__Aufgabenstellung__: Setzen Sie das Erkenntnis des Verwaltungsgerichtshofs zum Antrag auf Einstellung eines Vollstreckungsverfahrens nach dessen letztem Satz fort.

__Textauszug__:

VwGH vom 28.05.2013, 2012/05/0185
Betreff
Der Verwaltungsgerichtshof hat durch den Vorsitzenden Senatspräsident Dr. Kail und den Senatspräsidenten Dr. Waldstätten sowie die Hofräte Dr. Enzenhofer und Dr. Moritz und die Hofrätin Dr. Pollak als Richter, im Beisein der Schriftführerin Mag. Kalanj, über die Beschwerde der G GmbH in Wien, vertreten durch Schuppich Sporn Winischhofer Rechtsanwälte in 1010 Wien, Falkestraße 6, gegen den Bescheid der Wiener Landesregierung vom , Zl. MA 64-3275/2012, betreffend Antrag auf Einstellung eines Vollstreckungsverfahrens, zu Recht erkannt:
Spruch
Die Beschwerde wird als unbegründet abgewiesen.
Die Beschwerdeführerin hat der Bundeshauptstadt Wien Aufwendungen in der Höhe von EUR 610,60 binnen zwei Wochen bei sonstiger Exekution zu ersetzen.

__Daten__:

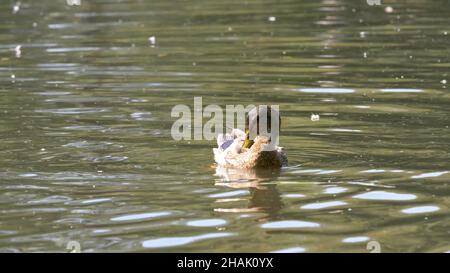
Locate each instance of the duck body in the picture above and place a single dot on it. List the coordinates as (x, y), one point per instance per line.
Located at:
(232, 154)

__Ergebnis__:
Begründung
Mit Schreiben vom beantragte die Beschwerdeführerin beim Magistrat der Stadt Wien, Magistratsabteilung 25, die Einstellung von Vollstreckungsverfahren (zu diesen Verfahren, die die Beseitigung von konsenslosen Bauten betreffen, siehe die hg. Erkenntnisse vom heutigen Tag, Zlen. 2011/05/0139 und 2011/05/0140). Begründet wurde dies damit, dass Verfahren über die Aufhebung der Titelbescheide, über die Erteilung von Baubewilligungen sowie Verfahren vor den Gerichtshöfen öffentlichen Rechts anhängig seien. Gegenstand aller Verfahren sei die Klärung der Frage, mit welchem Wortlaut der Wiener Landtag § 15 Abs. 1 des Wiener Kleingartengesetzes 1996 (KGG) tatsächlich beschlossen habe. In eventu stellte die Beschwerdeführerin den Antrag, die Vollstreckungsverfahren aufzuschieben, bis über ihre Anträge in diesen näher genannten Verfahren entschieden worden sei.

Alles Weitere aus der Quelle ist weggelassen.